### Direction
Extend the passage below on UAV edge computing and stochastic integer programming, starting right after its final sentence.

### Excerpt

Mobile edge computing (MEC) is regarded as a promising solution to break through the computation limitation [li2020noma]. Due to the flexibility of the UAVs, the UAV is an ideal mobile edge computing (MEC) platform for performing computing-intensive tasks for ground users. Furthermore, the UAV-enabled MEC platform can be quickly deployed in emergency response scenarios such as major traffic accidents [zhou2019secure]. There have been several works investigating the performance of UAV-enabled MEC. In [zhou2018computation], the authors studied the UAV-enabled MEC wireless powered system by considering both partial and binary computation offloading modes. Instead of using only the UAVs to act as the BSs, the authors in [8740949] installed the MEC servers on both UAVs and stationary BSs and presented a novel game-theoretic framework to serve their users more efficiently. In [8933487], the authors consider both computation bits and energy consumption to optimize the computation efficiency in a multi-UAV MEC system. The authors in [zhang2019resource] maximize the computation efficiency in partial computation offloading mode.

However, different from the work mentioned above, in this paper, we reduce energy consumption by adopting a CDC technique to mitigate stragglers in the network. The UAVs can recover the computed task if the returned tasks are greater than or equal to the recovery threshold.

Ii-B Stochastic Integer Programming

Stochastic integer programming is one of the important tools to incorporate uncertainty in optimization problems [wang2014stochastic]. SIP can be applied to various fields to solve the optimization problem, e.g., production planning [fleming1987optimal]

. SIP assumes uncertain data as random variables with known probability distributions, and uses sampled values from this distribution to build a scenario tree and optimize over the expectation 

[lara2020electric]. SIP models can correct the decisions using the concept of recourse. In this idea, some decisions have to be made before realizing uncertain parameters and some decisions after their realization [birge2011introduction]. SIP models can be formulated as the two-stage and multi-stage problems. For the two-stage SIP, stage one decisions are made ‘here and now’ at the beginning of the period without the uncertainty realization. Stage two decisions are taken ‘wait and see’ as the recourse action at the end of the period [li2020review]. For example, in [chaisiri2011optimization], the authors applied the two-stage SIP to optimize the resource provisioning cost in cloud computing. In the courier delivery serves, the authors in [8108576] uses the two-stage SIP to plan an optimal vehicle delivery route. A multi-stage SIP is a generalization of the two-stage SIP to the sequential realization of uncertainties. For example, the authors in [liu2017multistage] use a multi-stage SIP to optimize electricity generation, storage, and transmission investments over a long planning horizon. The recourse is the key concept behind SIP. In this problem, weather, demand, and shortfall uncertainties are constantly changing. Therefore, it is not possible to obtain one decision that is suitable for all scenarios. With the idea of recourse, corrective action can be made after a random event has taken place. To the best of our knowledge, the application of stochastic programming to coded distributed computing has been less studied.

### Record set
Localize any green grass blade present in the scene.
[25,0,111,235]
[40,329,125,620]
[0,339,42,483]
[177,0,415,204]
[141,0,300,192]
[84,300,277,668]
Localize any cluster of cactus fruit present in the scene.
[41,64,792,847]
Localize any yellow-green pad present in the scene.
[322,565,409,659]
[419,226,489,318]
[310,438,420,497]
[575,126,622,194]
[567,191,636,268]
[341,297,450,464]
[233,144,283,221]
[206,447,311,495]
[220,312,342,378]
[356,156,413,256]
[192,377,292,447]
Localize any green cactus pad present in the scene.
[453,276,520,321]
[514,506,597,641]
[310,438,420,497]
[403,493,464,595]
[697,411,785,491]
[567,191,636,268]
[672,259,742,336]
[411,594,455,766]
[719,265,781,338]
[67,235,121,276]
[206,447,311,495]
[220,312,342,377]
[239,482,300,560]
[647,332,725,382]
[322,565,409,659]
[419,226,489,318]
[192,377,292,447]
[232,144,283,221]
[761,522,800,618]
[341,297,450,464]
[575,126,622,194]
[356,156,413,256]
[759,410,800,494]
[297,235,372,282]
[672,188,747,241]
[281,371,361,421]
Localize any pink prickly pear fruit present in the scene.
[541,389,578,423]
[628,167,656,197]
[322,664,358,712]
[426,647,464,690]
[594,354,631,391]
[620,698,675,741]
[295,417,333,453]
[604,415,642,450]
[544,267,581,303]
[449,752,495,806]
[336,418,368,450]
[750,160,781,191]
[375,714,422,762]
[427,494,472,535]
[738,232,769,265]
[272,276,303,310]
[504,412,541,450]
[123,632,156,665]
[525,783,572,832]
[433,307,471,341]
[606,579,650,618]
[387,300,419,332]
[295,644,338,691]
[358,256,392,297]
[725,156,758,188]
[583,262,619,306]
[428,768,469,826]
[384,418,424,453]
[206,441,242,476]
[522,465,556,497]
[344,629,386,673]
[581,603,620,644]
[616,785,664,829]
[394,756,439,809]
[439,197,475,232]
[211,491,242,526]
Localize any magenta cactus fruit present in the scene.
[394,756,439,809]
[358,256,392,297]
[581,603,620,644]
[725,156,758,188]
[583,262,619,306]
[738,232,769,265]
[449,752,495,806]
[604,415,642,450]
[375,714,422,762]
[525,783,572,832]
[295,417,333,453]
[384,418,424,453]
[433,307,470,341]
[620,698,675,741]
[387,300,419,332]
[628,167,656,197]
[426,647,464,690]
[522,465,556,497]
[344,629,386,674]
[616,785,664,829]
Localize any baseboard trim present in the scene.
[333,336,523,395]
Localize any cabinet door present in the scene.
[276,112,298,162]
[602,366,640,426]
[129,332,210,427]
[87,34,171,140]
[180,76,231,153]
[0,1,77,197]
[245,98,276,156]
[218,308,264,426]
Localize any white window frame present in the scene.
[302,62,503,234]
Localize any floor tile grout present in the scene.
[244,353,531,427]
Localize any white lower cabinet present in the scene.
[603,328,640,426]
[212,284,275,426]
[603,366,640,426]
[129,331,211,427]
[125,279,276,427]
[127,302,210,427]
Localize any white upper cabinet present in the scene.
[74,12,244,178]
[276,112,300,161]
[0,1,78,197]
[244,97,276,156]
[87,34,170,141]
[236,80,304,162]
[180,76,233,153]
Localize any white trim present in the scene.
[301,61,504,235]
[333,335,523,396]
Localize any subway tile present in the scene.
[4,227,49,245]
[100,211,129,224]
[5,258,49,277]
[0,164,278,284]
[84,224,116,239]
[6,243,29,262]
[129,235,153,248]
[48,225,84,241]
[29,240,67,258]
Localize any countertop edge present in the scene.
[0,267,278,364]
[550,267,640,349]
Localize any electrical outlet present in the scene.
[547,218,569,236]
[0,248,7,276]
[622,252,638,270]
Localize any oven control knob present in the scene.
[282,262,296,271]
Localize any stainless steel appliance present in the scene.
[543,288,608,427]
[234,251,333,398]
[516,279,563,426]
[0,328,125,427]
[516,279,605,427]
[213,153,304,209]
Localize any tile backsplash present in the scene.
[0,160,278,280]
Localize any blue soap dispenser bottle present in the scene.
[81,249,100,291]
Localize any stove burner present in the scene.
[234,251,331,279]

### Response
Ii-C Coded Distributed Computing

Distributed computing has been widely adopted to perform various computation tasks in different computing systems [kartik1997task, lu2019toward]. Nevertheless, there are many design problems, i.e., computing frameworks are vulnerable to uncertain disturbances, such as node failures, communication congestion, and straggler nodes [wang2019batch]. Only in recent years, coding techniques gained great success in improving the resilience of communication, storage, and cache systems to uncertain system noises [9024694]. The authors have [lee2017speeding] first presented the used of CDC to speed up matrix multiplication and data shuffling. As a result, a lot of the focus has been shifted to CDC. Followed by this study, CDC has been explored in many different computation problems, such as the gradients [tandon2017gradient], large matrix-matrix multiplication [lee2017high], and multivariate polynomials [yu2019lagrange].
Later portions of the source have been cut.